─── Source records

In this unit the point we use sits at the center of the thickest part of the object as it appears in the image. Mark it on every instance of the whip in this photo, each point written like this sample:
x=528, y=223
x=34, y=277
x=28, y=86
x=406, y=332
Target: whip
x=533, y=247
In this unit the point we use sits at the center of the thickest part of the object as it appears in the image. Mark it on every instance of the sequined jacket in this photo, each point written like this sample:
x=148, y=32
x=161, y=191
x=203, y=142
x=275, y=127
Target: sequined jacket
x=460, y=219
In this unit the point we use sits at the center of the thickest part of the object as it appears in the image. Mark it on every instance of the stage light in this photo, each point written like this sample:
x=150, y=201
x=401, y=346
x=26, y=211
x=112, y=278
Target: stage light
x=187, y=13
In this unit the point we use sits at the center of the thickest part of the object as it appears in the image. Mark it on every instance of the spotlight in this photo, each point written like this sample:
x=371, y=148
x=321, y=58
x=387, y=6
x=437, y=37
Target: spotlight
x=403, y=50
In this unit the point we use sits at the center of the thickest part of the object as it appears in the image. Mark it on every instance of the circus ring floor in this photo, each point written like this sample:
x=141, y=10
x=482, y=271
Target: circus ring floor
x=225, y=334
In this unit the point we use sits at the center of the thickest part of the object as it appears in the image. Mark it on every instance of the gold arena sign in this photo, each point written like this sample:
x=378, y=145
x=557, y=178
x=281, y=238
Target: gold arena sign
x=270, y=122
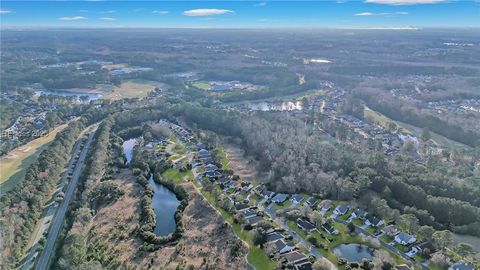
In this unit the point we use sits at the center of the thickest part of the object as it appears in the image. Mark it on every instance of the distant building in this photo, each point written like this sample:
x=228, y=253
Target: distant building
x=305, y=225
x=374, y=221
x=462, y=266
x=279, y=198
x=405, y=239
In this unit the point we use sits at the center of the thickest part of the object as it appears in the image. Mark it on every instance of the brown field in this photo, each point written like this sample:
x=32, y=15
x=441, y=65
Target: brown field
x=130, y=89
x=244, y=166
x=206, y=243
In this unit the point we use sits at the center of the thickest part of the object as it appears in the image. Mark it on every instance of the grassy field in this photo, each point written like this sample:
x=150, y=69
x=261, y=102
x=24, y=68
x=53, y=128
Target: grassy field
x=202, y=85
x=14, y=165
x=130, y=89
x=413, y=130
x=177, y=176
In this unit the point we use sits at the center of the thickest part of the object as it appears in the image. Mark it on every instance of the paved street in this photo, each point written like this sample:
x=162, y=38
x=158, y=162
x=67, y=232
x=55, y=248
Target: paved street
x=58, y=219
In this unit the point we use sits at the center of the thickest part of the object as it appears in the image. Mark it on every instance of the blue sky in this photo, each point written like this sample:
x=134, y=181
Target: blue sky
x=242, y=14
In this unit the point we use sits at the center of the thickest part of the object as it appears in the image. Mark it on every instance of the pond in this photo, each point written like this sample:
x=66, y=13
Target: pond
x=164, y=203
x=128, y=149
x=354, y=252
x=283, y=106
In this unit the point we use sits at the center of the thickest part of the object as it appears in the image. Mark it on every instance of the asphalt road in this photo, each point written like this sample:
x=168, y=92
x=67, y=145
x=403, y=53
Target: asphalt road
x=58, y=219
x=46, y=220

──────

Goal of the exercise: Word for word, please reproduce each entry above and leave out every picture.

Exercise answer:
In this unit the point we use sits at the center of the thickest part of the object as it appears in the image. Mark it on every instance of the whip in this photo, each point written like this sample:
x=528, y=223
x=34, y=277
x=28, y=86
x=406, y=332
Target: whip
x=533, y=247
In this unit the point we use sits at the center of the thickest part of the object as it appears in the image. Mark it on every instance of the sequined jacket in this photo, each point written like this sample:
x=148, y=32
x=161, y=191
x=203, y=142
x=275, y=127
Target: sequined jacket
x=460, y=219
In this unit the point we use sits at the center of the thickest part of the object as it appears in the image. Mark it on every instance of the stage light in this photo, each point written like this sample:
x=150, y=201
x=401, y=346
x=26, y=211
x=112, y=278
Target: stage light
x=187, y=13
In this unit the point we use sits at the center of the thickest part of the object as it appears in the image. Mark it on every instance of the spotlight in this photo, each point written like this sample:
x=371, y=148
x=321, y=58
x=387, y=6
x=437, y=37
Target: spotlight
x=403, y=50
In this unit the point we use sits at the center of the thickest part of the object as it appears in the image. Mark it on every instance of the circus ring floor in this photo, each point written like this sample:
x=141, y=10
x=482, y=271
Target: circus ring floor
x=225, y=334
In this unit the point we use sits at the center of the thickest part of the object as it appears in the image. Mark it on every instance of the gold arena sign in this photo, each point written like this sample:
x=378, y=145
x=557, y=178
x=281, y=238
Target: gold arena sign
x=270, y=122
In this unit the point we use sits at the center of the thickest part of the object as it appears in the image. Mark it on every instance of the distant building in this photo, each point written like this sample:
x=228, y=253
Target: distant building
x=305, y=225
x=374, y=221
x=462, y=266
x=279, y=198
x=405, y=239
In this unit the point we use sits at the center of the thickest part of the object as it appears in the image. Mark it on every instance of the brown field in this photo, each point written like this sample:
x=32, y=15
x=441, y=65
Target: brown field
x=130, y=89
x=244, y=166
x=206, y=243
In this unit the point we use sits at the center of the thickest part of the object as it appears in the image. Mark it on every instance of the grassy field in this photo, each point written like this sample:
x=150, y=69
x=261, y=102
x=24, y=68
x=53, y=128
Target: grassy field
x=202, y=85
x=14, y=165
x=130, y=89
x=413, y=130
x=177, y=176
In this unit the point we use sits at the center of the thickest part of the object as it appears in the image. Mark it on every instance of the paved street in this photo, each point written like this sample:
x=162, y=38
x=158, y=162
x=67, y=232
x=55, y=248
Target: paved street
x=58, y=219
In this unit the point we use sits at the center of the thickest part of the object as it appears in the image. Mark it on every instance of the blue sky in this photo, each point written like this sample:
x=134, y=181
Target: blue sky
x=242, y=14
In this unit the point we use sits at the center of the thickest part of the object as it appears in the image. Mark it on every instance of the pond in this photo, each point written like this sample:
x=66, y=13
Target: pond
x=164, y=203
x=128, y=149
x=354, y=252
x=283, y=106
In this unit the point we use sits at the center of the thickest part of the object as it appears in the image. Mark it on every instance of the asphalt road in this photo, each point written like this sample:
x=168, y=92
x=67, y=145
x=403, y=53
Target: asphalt road
x=58, y=219
x=46, y=220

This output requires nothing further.